--- GIVEN TEXT Enclosed Below ---

- First tankōbon volume cover

藤本タツキ短編集 (Fujimoto Tatsuki Tanpenshū)
- Genre: Fantasy comedy; Horror;
- Written by: Tatsuki Fujimoto
- Published by: Shueisha
- English publisher: NA: Viz Media;
- Imprint: Jump Comics+
- Published: October 4, 2021 (#1); November 4, 2021 (#2);
- Volumes: 2

Tatsuki Fujimoto 17–26
- Directed by: Seishirō Nagaya (1); Nobukage Kimura (2); Nobuyuki Takeuchi (3); Naoya Ando (4); Tetsuaki Watanabe (5, 7); Kazuaki Terasawa (6); Shū Honma (8);
- Written by: Seishirō Nagaya (1); Teruko Utsumi (2 & 3); Naoya Ando (4); Tatsuo Kobayashi (5); Kōhei Tokuoka (6); Tetsuaki Watanabe (7); Yoko Yonaiyama (8);
- Music by: Rei Ishizuka (1, 5 & 6); Keiji Inai (2); Yuma Yamaguchi (3); Kenji Kawai (4); Kevin Penkin (7); Masahiro Tokuda (8);
- Studio: Zexcs (1); Lapin Track (2 & 3); Studio Graph77 (4); 100studio (5, 7); Studio Kafka (6); P.A. Works (8);
- Licensed by: Amazon Prime Video
- Released: November 7, 2025
- Runtime: 12–22 minutes
- Episodes: 8
- Anime and manga portal

= Tatsuki Fujimoto Before Chainsaw Man =

Japanese one-shot manga collection

Tatsuki Fujimoto Before Chainsaw Man, known in Japan as (藤本タツキ短編集, Fujimoto Tatsuki Tanpenshū), is a Japanese two-volume anthology collection of one-shot stories written and illustrated by Tatsuki Fujimoto. The two volumes, 17–21 and 22–26, were released in October and November 2021, respectively. An original net animation (ONA) adaptation of the anthology, titled Tatsuki Fujimoto 17–26, was released worldwide on Amazon Prime Video in November 2025.

--- End of Enclosed GIVEN TEXT ---

* TASKS *
1. Print the passage of the text on the Fujimoto anthology that begins at the words "Tatsuki Fujimoto Before Chainsaw Man, known" and stops after the words "in November 2025.".
2. Carry on the article about the Tatsuki Fujimoto one-shot anthology from the point at which it stops.
The records play no part in the work on the anthology text.

--- DATA SECTION Enclosed Below ---

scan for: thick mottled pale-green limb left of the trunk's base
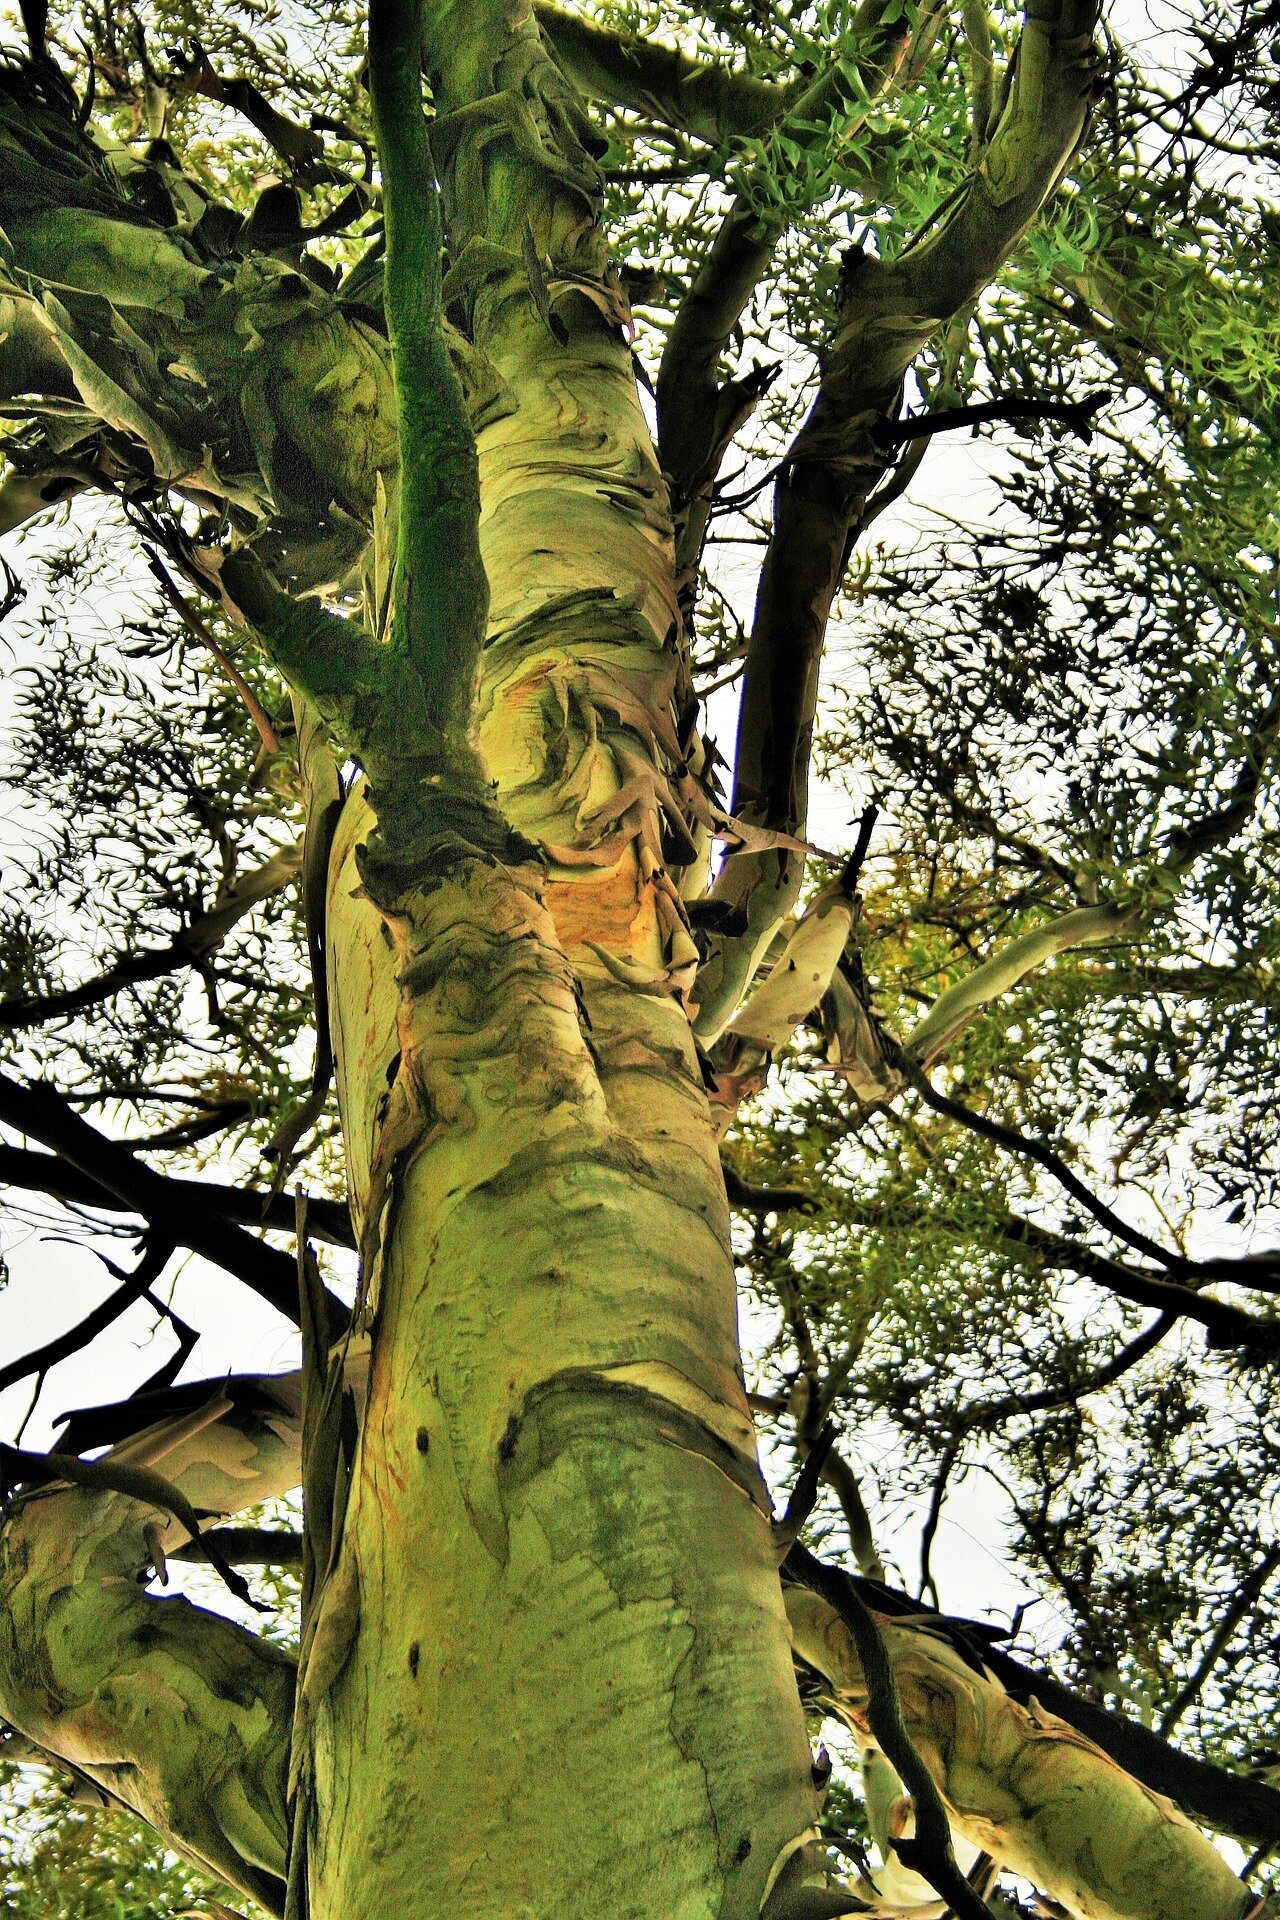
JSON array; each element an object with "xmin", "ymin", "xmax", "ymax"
[{"xmin": 0, "ymin": 1467, "xmax": 294, "ymax": 1912}]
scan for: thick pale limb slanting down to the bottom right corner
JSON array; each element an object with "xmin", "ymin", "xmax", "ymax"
[{"xmin": 787, "ymin": 1588, "xmax": 1257, "ymax": 1920}]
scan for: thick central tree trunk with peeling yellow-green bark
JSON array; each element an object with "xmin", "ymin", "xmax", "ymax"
[{"xmin": 282, "ymin": 6, "xmax": 816, "ymax": 1920}]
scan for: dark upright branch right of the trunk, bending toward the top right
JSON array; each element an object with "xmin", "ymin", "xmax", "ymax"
[{"xmin": 697, "ymin": 0, "xmax": 1096, "ymax": 1043}]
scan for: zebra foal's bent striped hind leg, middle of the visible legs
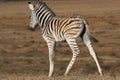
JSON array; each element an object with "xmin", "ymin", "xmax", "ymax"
[{"xmin": 64, "ymin": 39, "xmax": 80, "ymax": 76}]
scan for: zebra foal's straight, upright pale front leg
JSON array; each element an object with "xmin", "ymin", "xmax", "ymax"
[{"xmin": 47, "ymin": 41, "xmax": 55, "ymax": 77}]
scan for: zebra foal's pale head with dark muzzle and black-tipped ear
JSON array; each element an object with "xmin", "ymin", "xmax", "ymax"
[{"xmin": 28, "ymin": 2, "xmax": 38, "ymax": 31}]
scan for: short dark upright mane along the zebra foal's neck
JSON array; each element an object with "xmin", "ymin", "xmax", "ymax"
[{"xmin": 35, "ymin": 1, "xmax": 56, "ymax": 16}]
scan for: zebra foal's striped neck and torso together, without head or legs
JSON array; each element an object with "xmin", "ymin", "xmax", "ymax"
[{"xmin": 32, "ymin": 3, "xmax": 84, "ymax": 42}]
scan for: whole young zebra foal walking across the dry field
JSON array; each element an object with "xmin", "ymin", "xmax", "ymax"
[{"xmin": 28, "ymin": 1, "xmax": 103, "ymax": 77}]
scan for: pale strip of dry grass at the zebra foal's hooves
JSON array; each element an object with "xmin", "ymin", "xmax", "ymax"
[{"xmin": 0, "ymin": 74, "xmax": 120, "ymax": 80}]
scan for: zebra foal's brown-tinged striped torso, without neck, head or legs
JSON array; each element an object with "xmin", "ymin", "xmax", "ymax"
[{"xmin": 42, "ymin": 18, "xmax": 84, "ymax": 42}]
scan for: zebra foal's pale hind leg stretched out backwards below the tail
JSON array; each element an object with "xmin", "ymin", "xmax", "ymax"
[{"xmin": 84, "ymin": 36, "xmax": 103, "ymax": 76}]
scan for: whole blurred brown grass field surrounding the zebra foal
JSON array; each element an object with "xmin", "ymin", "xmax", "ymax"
[{"xmin": 0, "ymin": 0, "xmax": 120, "ymax": 80}]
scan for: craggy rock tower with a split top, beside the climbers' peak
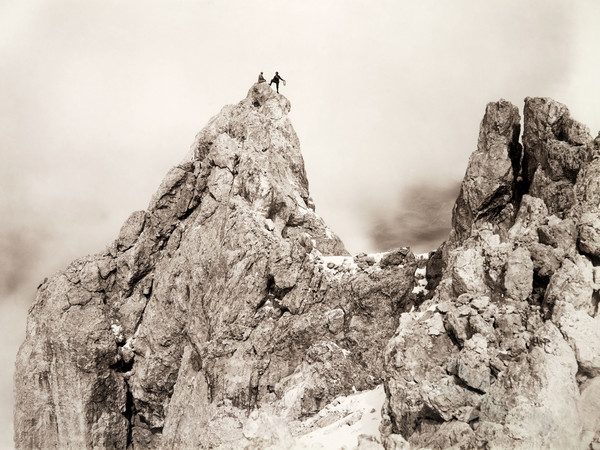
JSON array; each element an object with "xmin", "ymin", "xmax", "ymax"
[{"xmin": 381, "ymin": 98, "xmax": 600, "ymax": 449}]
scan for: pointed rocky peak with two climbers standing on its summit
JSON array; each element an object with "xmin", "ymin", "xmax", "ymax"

--- End of Enclosed DATA SECTION ---

* ANSWERS TO THE PROBLEMS *
1.
Tatsuki Fujimoto Before Chainsaw Man, known in Japan as (藤本タツキ短編集, Fujimoto Tatsuki Tanpenshū), is a Japanese two-volume anthology collection of one-shot stories written and illustrated by Tatsuki Fujimoto. The two volumes, 17–21 and 22–26, were released in October and November 2021, respectively. An original net animation (ONA) adaptation of the anthology, titled Tatsuki Fujimoto 17–26, was released worldwide on Amazon Prime Video in November 2025.

2.
==Overview==
- "A Couple Clucking Chickens Were Still Kickin' in the Schoolyard"
In 2019, an extraterrestrial force successfully defeated Earth, resulting in widespread devastation for humanity. To the victors, humans are no more than livestock, just as chickens once were to people. However, two human survivors, Yūto and Ami, are currently concealed in a school courtyard that has been overrun by extraterrestrial students. They have survived by disguising themselves as chickens, which are creatures that most aliens find unappealing. However, a diligent student named Yōhei discovers their secret and opposes the senseless slaughter of humans, deciding to help them survive.
- "Sasaki Stopped a Bullet"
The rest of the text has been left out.